Excerpted passage:
....

Relic Knights offers players six factions to choose from. Each faction corresponds to one of the types of esper. The Doctrine are witches who are tied to essence. Cerci Speed Circuit is a faction from a race-focused casino world that are tied to creation. The Shattered Sword are knights in shining armor that are tied to law. Black Diamond is a group of ruthless mercenaries tied to corruption. The Noh Empire is made up of demons and slavers tied to entropy. Finally, the Star Nebula Corsairs are space pirates tied to chaos. In addition to the factions, there are a handful of characters who are tied to multiple essence types. Radiant units are linked to essence, creation, and law. Void units on the other hand are linked to corruption, entropy, and chaos.
Sample Cadre Lists
I’m going to be getting all 6 of the factions as my kickstarter reward, but my plan is to start with playing Doctrine and Cerci while my wife likes the Shattered Sword. Relic Knights supports 4 game sizes: encounter, skirmish, clash, and battle. Our first few games will almost definitely be encounter-sized, so I’ve been working on some cadre list ideas. An encounter game allows for 35 points of units and 1 knight per cadre.
Cerci Speed Circuit
- Marie Claude & Esmee (questing knight & cypher) – 13 pts
- Betty (unique) – 10 pts
- Lug (unique) – 11 pts
- Dampening Field (boost) – 1 pt
Betty & Lug are some of my favorite minis from the game, so this list is really built around them. Lug is a big robot with solid melee attacks while Betty is a mechanic with a ranged rivet gun attack. The two characters are linked so they have a lot of synergy in their mechanics. For example, as long as Betty is within 3″ of Lug, she gains armor. This cadre’s knight, Marie Claude, seems to have pretty well-rounded abilities as well as some nice buffs that can be used to improve the cadre as a whole.

....

Collection entries:
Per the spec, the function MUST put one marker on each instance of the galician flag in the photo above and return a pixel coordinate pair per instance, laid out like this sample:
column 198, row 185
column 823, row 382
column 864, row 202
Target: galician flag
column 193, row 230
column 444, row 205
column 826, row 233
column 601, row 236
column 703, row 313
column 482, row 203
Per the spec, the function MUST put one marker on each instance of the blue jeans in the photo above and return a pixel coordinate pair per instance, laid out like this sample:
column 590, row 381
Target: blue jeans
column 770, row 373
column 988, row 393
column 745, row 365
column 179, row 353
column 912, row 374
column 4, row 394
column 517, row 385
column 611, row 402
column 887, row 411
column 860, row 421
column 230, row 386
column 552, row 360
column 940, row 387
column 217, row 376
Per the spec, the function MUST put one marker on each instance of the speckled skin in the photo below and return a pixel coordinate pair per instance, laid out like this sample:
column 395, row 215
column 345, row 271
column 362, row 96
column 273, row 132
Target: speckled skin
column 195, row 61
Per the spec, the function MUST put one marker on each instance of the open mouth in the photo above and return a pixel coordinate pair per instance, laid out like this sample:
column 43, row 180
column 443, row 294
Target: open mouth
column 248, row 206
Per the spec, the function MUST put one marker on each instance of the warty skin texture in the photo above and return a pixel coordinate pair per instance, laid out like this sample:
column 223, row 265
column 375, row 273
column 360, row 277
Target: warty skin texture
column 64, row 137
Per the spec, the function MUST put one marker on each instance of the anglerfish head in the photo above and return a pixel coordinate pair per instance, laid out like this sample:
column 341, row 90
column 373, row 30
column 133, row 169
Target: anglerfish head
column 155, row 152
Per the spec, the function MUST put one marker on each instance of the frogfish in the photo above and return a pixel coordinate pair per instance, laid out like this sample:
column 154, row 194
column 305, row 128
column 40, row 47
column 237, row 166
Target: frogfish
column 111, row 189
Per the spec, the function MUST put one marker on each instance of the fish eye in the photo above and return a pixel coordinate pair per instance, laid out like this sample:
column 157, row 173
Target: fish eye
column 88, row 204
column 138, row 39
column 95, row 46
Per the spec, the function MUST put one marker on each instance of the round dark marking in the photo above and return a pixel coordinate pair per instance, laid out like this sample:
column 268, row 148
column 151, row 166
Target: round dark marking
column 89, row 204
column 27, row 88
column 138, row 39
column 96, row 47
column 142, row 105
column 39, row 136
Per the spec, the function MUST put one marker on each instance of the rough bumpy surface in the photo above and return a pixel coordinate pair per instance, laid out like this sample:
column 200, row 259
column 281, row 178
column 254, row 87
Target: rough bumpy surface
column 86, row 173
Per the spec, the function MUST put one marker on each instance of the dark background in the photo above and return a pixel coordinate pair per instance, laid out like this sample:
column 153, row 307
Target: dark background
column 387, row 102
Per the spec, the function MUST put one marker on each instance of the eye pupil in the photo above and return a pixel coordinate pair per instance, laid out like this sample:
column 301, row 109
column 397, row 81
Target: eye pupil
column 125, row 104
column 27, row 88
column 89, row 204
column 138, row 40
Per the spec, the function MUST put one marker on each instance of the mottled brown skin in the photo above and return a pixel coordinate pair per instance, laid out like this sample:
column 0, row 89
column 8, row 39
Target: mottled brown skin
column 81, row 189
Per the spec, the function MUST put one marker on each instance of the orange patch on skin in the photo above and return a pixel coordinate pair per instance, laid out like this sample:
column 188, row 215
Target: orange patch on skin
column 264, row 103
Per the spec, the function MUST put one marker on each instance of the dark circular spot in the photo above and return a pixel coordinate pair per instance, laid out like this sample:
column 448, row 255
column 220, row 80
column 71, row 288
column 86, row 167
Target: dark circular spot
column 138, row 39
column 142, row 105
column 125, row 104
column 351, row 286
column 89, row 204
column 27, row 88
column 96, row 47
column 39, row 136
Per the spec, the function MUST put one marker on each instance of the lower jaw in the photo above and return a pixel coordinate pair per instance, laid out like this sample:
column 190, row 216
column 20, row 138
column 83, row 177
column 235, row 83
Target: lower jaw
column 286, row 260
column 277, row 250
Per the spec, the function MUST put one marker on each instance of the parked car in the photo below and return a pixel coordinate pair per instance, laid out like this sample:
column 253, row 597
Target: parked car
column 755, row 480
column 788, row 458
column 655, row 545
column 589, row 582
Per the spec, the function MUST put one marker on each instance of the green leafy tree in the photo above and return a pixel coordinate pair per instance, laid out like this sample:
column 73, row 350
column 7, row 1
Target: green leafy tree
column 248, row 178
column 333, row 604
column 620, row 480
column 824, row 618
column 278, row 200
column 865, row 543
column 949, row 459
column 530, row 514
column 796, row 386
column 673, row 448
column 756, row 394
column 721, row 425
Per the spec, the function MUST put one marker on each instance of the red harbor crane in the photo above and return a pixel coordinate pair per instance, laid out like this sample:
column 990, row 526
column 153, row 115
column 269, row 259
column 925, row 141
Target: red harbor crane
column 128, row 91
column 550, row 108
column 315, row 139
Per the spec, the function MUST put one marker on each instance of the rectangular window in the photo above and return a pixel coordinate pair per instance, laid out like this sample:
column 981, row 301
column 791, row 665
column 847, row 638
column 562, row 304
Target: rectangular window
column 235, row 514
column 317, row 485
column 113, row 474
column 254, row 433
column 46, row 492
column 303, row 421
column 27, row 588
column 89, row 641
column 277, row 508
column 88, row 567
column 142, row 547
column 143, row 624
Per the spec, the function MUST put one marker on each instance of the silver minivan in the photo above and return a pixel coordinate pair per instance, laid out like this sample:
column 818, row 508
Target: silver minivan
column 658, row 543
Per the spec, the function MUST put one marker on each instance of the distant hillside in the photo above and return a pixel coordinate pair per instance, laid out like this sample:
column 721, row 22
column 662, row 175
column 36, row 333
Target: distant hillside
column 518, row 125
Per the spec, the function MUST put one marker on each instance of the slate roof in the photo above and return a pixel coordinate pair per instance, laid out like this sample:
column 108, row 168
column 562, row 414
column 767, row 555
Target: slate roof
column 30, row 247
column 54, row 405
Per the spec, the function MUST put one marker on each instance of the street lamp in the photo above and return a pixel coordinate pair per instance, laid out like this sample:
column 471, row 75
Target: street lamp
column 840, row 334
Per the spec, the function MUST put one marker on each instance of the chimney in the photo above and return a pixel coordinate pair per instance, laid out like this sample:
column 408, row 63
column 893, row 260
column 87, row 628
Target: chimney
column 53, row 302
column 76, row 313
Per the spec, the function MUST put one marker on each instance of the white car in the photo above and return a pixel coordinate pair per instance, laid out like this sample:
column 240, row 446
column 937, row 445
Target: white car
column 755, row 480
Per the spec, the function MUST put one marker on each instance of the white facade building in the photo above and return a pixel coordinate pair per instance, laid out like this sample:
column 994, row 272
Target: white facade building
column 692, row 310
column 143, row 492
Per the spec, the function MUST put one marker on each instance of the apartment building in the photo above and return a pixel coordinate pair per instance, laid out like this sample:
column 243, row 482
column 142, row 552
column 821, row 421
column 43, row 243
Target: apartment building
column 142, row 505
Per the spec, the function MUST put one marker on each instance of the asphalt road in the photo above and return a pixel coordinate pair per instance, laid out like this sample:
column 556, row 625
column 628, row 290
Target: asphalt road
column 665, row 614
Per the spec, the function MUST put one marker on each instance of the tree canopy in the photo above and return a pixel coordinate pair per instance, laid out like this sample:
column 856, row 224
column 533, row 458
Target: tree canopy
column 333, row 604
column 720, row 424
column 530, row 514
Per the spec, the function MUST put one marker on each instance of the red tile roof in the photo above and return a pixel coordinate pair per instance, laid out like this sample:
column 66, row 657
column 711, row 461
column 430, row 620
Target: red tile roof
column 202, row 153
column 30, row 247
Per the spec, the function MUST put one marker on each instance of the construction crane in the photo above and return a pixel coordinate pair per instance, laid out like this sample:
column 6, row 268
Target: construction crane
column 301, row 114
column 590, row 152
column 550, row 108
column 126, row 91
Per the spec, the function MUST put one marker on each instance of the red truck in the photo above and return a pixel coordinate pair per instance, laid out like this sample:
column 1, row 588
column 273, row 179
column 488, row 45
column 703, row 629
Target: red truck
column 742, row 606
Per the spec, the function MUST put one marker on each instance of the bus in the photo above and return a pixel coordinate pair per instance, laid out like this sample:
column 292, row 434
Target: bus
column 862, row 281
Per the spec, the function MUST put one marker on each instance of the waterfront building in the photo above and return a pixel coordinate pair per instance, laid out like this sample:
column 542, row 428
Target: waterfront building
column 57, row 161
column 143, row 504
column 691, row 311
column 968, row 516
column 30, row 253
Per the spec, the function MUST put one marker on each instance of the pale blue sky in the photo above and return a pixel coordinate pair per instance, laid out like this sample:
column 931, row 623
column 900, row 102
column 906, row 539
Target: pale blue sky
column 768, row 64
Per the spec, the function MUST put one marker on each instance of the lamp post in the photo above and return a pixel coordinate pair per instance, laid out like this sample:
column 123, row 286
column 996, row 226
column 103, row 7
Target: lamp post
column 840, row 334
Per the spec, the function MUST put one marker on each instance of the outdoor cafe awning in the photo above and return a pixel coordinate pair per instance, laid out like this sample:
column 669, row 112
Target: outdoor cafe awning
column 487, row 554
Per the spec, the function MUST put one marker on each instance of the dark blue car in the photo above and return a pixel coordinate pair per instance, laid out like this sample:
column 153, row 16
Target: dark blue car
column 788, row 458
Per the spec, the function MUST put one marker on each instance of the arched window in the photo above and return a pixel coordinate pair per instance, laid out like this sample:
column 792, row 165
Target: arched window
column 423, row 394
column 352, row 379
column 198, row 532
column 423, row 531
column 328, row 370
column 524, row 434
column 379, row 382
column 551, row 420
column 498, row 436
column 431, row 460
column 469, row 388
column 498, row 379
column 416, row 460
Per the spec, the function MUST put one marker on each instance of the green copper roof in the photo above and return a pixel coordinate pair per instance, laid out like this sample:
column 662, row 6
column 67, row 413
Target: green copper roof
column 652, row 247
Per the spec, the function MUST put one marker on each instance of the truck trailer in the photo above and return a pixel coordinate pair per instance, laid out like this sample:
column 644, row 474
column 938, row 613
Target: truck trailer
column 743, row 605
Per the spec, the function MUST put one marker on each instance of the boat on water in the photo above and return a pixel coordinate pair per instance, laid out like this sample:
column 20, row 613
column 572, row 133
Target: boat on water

....

Instructions to follow:
Continue the Relic Knights factions and cadre lists passage from the point where it stops.

Result below:
- Delphyne & Ekhis (questing knight & cypher) – 12 pts
- Fiametta (unique) – 10 pts
- Hasami (unique) – 10 pts
- Psychic Amplifier (boost) – 2 pts
- Esper Condenser (boost) – 1 pt
This cadre’s knight, Delphyne, is interesting because her combat abilities are really focused on her cypher. That allows her to put Ekhis into melee while trying to stay out of it herself. Fiametta is a fire witch that has some great battlefield control powers plus a ranged attack that doesn’t require line of sight. Hasami on the other hand is a melee combatant who carries a giant pair of scissors. The leftover points buy an esper condenser and a psychic amplifier.
- Francis Malory & Quill (questing knight & cypher) – 13 pts
- Isabeau Durand (unique) – 9 pts
- Purifiers (minion squad, 3 models) – 6 pts
- Swordsworn (minion squad, 5 models) – 7 pts
This Shattered Sword cadre is a fair bit different from the other two because it has more of a focus on minions rather than unique characters. The Swordsworn are the faction’s standard soldiers who have decent attacks for both melee and ranged combat as well as relatively good defenses. The purifiers are less useful as attackers, but they can counter areas of effect that an enemy tries to use for battlefield control. Isabeau is a melee fighter with a healing aura. The cadre’s knight, Francis Malory, has a lot of versatility with the ability to manipulate the ready queues of both his side and the enemy.